▶ **Exercise brief**
Nothing in the data should change when you return it, but leave the pictures out.

▶ **Source data**
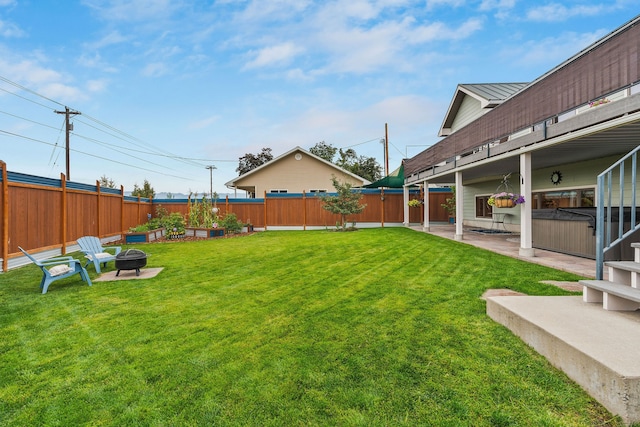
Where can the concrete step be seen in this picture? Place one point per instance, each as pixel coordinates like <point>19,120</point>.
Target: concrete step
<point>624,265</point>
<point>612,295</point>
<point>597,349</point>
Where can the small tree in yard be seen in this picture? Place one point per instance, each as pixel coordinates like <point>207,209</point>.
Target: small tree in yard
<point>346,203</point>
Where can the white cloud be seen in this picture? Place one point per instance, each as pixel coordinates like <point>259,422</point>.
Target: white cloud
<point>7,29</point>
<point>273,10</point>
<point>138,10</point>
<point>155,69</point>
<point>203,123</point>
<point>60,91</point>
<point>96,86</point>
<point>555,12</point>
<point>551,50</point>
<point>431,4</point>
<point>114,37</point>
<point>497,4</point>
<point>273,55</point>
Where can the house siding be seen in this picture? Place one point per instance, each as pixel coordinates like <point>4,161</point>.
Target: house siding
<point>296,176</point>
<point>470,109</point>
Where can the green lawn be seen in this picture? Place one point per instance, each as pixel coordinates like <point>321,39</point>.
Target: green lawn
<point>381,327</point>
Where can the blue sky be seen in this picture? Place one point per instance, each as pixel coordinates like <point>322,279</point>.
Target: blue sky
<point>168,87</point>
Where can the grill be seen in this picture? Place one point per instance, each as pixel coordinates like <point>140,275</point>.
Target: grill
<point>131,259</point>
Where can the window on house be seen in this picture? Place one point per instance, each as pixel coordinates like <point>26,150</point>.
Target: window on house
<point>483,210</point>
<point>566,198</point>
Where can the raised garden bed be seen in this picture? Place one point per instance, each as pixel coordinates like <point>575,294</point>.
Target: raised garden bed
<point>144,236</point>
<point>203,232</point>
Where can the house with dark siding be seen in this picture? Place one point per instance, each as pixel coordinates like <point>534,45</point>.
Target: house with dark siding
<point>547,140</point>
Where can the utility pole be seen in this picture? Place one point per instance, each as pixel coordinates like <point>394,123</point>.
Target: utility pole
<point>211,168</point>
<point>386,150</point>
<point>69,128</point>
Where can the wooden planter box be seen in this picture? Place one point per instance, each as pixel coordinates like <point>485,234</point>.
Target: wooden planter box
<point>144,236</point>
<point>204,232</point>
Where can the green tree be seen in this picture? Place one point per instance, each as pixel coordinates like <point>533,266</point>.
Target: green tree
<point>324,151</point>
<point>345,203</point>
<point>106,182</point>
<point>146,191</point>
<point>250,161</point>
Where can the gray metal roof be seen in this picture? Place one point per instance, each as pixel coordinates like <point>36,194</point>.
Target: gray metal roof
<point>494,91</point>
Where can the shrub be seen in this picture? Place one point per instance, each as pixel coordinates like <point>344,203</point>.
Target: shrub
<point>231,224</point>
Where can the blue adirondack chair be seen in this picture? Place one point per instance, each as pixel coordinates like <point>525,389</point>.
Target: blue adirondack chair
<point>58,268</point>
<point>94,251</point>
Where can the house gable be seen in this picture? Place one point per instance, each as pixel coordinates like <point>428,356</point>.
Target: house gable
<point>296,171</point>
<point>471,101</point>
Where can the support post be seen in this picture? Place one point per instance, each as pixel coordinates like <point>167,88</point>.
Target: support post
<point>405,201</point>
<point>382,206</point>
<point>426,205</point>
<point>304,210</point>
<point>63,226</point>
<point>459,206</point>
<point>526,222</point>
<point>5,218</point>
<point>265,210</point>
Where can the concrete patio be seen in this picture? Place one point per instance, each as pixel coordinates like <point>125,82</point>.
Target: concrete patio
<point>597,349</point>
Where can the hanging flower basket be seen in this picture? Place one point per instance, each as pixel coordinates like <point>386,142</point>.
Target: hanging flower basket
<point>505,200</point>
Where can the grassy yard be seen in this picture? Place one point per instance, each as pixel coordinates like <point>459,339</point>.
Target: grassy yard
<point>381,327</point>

▶ **Output of the task**
Where can the concrete step be seen in this picture? Place one point per instance, each as pixel coordinates like <point>19,120</point>.
Target: concrete step
<point>624,265</point>
<point>612,295</point>
<point>597,349</point>
Where can the small tree in yard be seen in this picture? Place one point per instance, each as pixel coordinates like <point>207,209</point>.
Target: small tree in yard
<point>346,203</point>
Where can the white cloud be seen in this picture? Place one point per instance, each as pixel coordinates like <point>259,422</point>.
Target: white cloud
<point>7,29</point>
<point>273,10</point>
<point>138,10</point>
<point>155,69</point>
<point>203,123</point>
<point>60,91</point>
<point>96,86</point>
<point>555,12</point>
<point>551,50</point>
<point>431,4</point>
<point>114,37</point>
<point>497,4</point>
<point>273,55</point>
Where can the house siding be seen in this picture? Place one point per instance, each as pixel coordinates like <point>4,161</point>.
Target: house siding
<point>296,176</point>
<point>470,109</point>
Where can the green lawn be seen in this picture? Place one point per instance, each as pixel coordinates like <point>321,39</point>.
Target: green lawn
<point>381,327</point>
Where can the blue sky be seen in this picture? Place one point per instance, each as pixel coordinates like <point>322,279</point>.
Target: blue sky
<point>168,87</point>
Where can the grill be seen in this picture? Place one point per instance, each as pixel coordinates like <point>140,275</point>.
Target: grill
<point>131,259</point>
Where can the window on house be seen in this picture? Place one point per instance, each as pixel coordinates like <point>26,150</point>.
Target: window on house
<point>483,210</point>
<point>566,198</point>
Where can the raised garden bed be seen in this picture? Place one point per instance, each as pixel coordinates like <point>575,294</point>.
Target: raised garden bed
<point>144,236</point>
<point>203,232</point>
Where can the house with dark siding be seen in this picture? Place one point per instance, each as pixel coordinates like <point>534,45</point>.
Target: house with dark siding
<point>547,140</point>
Where can the utility pole be seen in this picture? Place one point per instance, each as pixel coordinates like <point>394,123</point>.
Target: utility pole
<point>211,168</point>
<point>386,150</point>
<point>69,128</point>
Where can the wooden planter box be seen in this picture? Place one point per instance, each as pixel coordinates like <point>485,234</point>.
Target: wooden planter box
<point>144,236</point>
<point>204,232</point>
Where can the green tree be seen in this picture? Place one point per instance, each as pixel coordinates like <point>533,266</point>.
Target: green tree
<point>324,151</point>
<point>345,203</point>
<point>106,182</point>
<point>146,191</point>
<point>250,161</point>
Where can the gray metal roof be seen in this picture? Place one point per instance, each as pixel coordinates like <point>36,194</point>.
Target: gray metal roof
<point>494,91</point>
Where can the shrub be seen in this picture? Place one point per instance, each as pixel coordinates like <point>344,203</point>.
Target: shrub
<point>231,224</point>
Where can the blue adirondack chair be seen in this picture? Place one point per instance, each as pixel coordinates like <point>525,389</point>.
Target: blue adirondack chair
<point>58,268</point>
<point>94,251</point>
Where can the house gable be seen in this picture? Place one point per instance, each as pixel coordinates like <point>428,356</point>.
Target: house gable
<point>296,171</point>
<point>471,101</point>
Where can the support post be seen in this picture? Place one point per instance, each as pixel coordinates like <point>167,88</point>.
Target: support post
<point>405,201</point>
<point>382,206</point>
<point>426,205</point>
<point>304,210</point>
<point>63,226</point>
<point>459,206</point>
<point>526,222</point>
<point>5,218</point>
<point>265,210</point>
Where can the concrete patio be seen in this picture? Place one point per instance, each as pixel coordinates like <point>125,82</point>.
Target: concrete patio
<point>597,349</point>
Where can the hanging flower basket be seen in this picture? Place one point per instance, each as pixel coordinates like <point>386,142</point>.
Target: hanging flower basket
<point>505,200</point>
Where can the grassy yard be seen in this picture? Place one point per instance, each as pixel coordinates like <point>459,339</point>.
Target: grassy yard
<point>381,327</point>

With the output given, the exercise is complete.